Rewrite every line of the data below, keeping all text lines, and multiply each coordinate in the answers by 2.1, rounding to the nearest whole number with halves rounded up. Omit the pictures from your output.

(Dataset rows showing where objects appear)
● ● ● ● ● ● ●
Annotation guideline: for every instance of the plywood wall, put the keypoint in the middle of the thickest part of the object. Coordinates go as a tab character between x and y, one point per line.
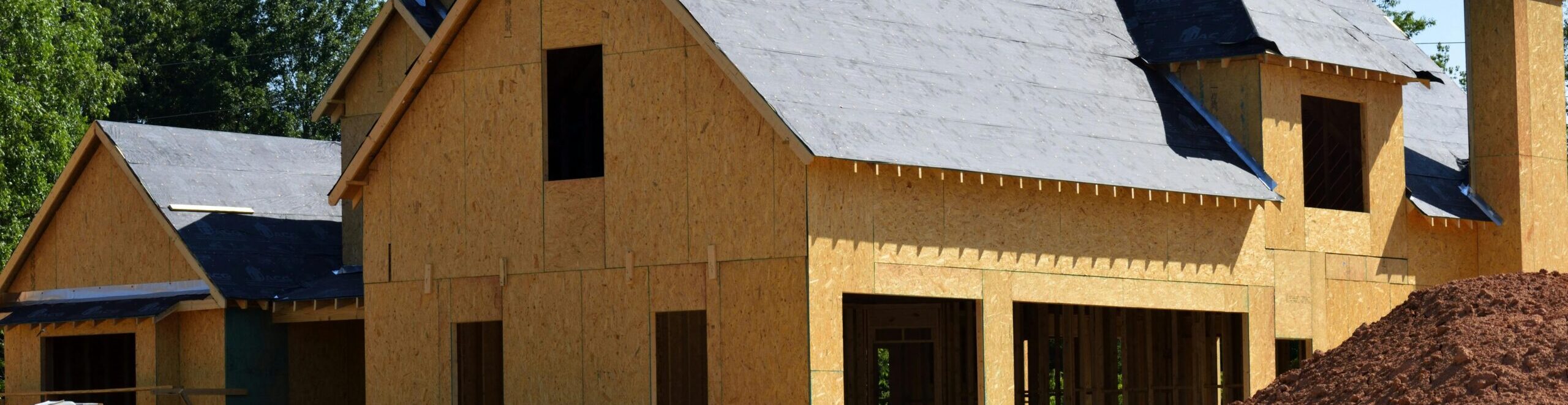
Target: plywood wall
382	70
689	162
104	233
162	355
● ● ● ● ● ● ●
--- Task solution ---
Annotation guideline: for every instance of the plywood wall, put the keypoint in the middle of the thickest part of the object. Coordinates go as a tab character between x and y, one point per line.
Target: plywood wall
802	147
1447	340
218	489
340	746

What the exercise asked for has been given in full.